What you are asked to do
Which lines in the entries below contain the string "wall"? Find each one and copy it in full, treating uppercase and lowercase letters as distinct.

Material for the task
════════
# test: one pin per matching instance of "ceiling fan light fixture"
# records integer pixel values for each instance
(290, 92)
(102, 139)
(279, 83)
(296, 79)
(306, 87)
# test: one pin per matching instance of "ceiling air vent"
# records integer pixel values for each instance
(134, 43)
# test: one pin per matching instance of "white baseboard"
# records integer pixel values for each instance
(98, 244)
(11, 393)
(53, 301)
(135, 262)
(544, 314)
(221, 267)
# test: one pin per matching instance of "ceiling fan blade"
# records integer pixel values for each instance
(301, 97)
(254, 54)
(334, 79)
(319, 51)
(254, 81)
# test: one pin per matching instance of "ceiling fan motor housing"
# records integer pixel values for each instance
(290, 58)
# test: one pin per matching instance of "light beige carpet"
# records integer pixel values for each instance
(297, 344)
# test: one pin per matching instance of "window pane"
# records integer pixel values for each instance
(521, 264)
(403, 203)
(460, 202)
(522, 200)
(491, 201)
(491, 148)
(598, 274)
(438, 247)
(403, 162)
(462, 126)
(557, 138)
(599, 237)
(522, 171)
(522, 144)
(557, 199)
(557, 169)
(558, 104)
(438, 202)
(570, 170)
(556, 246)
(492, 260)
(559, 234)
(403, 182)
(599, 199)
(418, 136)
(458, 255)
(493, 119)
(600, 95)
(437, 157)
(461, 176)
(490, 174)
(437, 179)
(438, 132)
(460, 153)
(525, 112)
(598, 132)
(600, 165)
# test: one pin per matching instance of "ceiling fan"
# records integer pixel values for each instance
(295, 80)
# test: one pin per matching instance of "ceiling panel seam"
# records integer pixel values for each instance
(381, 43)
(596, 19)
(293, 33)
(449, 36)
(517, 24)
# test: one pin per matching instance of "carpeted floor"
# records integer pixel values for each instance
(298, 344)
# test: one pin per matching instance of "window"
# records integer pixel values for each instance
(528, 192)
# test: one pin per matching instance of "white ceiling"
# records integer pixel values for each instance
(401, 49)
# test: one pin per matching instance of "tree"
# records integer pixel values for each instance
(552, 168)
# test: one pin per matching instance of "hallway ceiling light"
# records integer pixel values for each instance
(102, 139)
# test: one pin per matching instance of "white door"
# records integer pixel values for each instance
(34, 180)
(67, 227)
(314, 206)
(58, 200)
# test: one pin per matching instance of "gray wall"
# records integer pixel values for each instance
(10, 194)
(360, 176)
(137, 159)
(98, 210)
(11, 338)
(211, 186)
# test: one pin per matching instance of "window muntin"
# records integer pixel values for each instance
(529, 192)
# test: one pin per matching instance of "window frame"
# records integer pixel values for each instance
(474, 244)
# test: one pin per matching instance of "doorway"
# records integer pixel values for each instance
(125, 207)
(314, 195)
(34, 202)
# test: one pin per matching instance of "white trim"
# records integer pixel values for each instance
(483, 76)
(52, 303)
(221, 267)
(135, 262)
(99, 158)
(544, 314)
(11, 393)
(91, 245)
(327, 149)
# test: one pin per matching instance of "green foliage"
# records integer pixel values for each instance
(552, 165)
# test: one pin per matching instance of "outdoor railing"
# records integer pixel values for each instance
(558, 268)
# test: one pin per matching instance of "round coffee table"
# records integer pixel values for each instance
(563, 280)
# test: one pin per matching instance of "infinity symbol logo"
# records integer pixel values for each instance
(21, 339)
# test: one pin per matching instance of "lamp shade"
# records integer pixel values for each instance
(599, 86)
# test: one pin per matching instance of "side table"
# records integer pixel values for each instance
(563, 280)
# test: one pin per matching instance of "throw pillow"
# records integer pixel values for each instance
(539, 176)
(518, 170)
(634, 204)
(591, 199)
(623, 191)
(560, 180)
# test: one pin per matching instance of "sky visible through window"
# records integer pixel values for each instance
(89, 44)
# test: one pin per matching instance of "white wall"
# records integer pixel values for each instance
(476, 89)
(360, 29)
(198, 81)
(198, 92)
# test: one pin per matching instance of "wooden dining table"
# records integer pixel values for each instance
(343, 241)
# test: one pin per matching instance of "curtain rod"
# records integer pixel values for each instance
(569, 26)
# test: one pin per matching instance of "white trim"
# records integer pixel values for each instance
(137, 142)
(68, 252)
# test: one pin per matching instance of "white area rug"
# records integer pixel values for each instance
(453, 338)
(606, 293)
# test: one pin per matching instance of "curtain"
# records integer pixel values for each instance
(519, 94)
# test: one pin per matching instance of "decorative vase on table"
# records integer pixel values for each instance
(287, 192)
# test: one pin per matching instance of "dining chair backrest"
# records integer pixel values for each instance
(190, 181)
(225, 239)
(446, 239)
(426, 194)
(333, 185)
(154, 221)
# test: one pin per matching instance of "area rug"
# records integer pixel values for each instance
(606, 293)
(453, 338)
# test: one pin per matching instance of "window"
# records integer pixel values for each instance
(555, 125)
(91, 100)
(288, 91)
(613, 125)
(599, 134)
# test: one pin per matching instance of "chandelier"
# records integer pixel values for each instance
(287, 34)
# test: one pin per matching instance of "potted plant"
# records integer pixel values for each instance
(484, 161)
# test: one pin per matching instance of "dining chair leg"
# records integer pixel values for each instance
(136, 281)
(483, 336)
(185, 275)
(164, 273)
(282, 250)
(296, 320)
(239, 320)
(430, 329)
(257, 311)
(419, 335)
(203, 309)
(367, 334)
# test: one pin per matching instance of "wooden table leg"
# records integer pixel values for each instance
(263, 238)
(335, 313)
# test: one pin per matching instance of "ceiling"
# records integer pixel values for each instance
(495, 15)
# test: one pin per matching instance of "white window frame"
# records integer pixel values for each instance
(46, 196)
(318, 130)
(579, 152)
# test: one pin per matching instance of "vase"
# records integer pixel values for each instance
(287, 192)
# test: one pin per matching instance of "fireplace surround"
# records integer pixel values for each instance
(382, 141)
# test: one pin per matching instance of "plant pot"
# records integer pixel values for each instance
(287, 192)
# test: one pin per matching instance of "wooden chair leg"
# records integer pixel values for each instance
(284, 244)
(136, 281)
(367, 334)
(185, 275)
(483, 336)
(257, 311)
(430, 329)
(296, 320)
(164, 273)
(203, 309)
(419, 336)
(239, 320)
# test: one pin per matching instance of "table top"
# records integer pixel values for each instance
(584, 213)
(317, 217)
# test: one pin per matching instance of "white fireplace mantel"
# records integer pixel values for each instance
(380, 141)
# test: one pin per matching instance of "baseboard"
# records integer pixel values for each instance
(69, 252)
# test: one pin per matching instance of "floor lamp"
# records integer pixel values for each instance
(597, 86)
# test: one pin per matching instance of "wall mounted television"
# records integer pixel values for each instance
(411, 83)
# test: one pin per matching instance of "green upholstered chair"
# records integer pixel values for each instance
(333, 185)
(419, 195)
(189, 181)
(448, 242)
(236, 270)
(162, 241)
════════
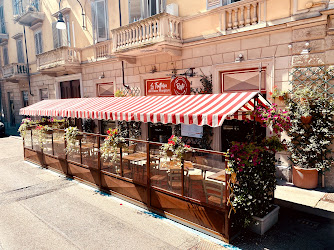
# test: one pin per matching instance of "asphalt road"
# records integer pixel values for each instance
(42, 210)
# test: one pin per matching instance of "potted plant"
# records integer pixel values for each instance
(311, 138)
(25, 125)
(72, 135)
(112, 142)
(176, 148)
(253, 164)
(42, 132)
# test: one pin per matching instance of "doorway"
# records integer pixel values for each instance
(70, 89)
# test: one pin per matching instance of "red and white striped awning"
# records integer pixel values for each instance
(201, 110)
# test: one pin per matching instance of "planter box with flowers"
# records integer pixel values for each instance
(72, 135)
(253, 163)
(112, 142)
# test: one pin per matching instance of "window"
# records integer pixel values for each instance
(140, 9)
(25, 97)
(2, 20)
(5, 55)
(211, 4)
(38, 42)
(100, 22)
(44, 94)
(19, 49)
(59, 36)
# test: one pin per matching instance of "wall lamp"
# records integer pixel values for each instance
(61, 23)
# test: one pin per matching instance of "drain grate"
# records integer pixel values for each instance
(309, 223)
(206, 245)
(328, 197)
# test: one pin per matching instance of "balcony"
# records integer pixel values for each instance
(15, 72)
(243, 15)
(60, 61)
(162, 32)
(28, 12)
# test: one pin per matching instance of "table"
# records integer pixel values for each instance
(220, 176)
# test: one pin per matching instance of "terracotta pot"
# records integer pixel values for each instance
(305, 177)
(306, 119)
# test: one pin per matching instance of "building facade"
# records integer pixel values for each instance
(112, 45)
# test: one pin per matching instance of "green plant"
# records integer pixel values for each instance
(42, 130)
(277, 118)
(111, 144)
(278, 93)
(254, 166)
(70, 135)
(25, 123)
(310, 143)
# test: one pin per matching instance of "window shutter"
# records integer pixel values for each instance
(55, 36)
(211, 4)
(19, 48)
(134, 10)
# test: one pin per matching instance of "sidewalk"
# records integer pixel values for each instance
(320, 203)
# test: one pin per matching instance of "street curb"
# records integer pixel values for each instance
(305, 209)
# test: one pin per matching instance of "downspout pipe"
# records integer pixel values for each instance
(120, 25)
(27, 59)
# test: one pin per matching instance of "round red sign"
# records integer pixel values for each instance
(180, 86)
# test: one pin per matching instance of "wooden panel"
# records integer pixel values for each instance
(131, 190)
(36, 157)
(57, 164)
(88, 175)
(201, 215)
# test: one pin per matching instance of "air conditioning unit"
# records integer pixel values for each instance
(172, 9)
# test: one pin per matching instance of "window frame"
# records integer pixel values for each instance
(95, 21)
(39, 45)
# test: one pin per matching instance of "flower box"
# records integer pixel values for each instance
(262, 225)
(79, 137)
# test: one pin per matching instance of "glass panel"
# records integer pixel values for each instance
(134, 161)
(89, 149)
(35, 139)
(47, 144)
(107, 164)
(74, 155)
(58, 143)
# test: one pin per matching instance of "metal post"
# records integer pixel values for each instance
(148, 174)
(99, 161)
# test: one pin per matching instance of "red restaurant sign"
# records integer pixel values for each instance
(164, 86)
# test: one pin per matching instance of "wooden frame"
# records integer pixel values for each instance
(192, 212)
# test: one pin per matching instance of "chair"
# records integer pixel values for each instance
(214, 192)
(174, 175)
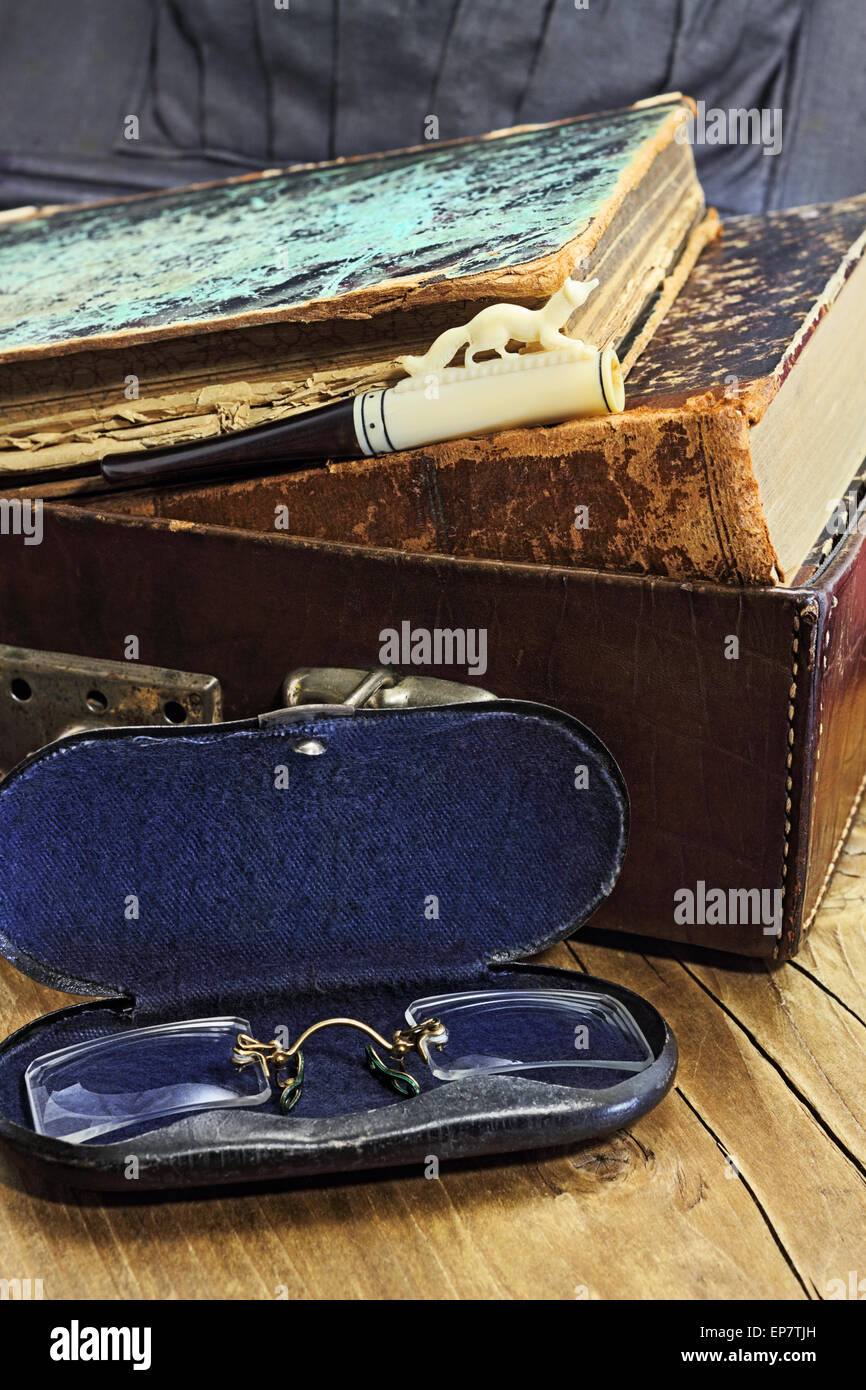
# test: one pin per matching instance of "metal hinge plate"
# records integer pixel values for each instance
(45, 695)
════════
Solution to the exercise
# test: one pin per matching instance of "gray wall"
# test: one pin per matching instance of "white wall"
# test: one pin per matching instance of "wall mounted television"
# test: one pin per matching instance of "wall lamp"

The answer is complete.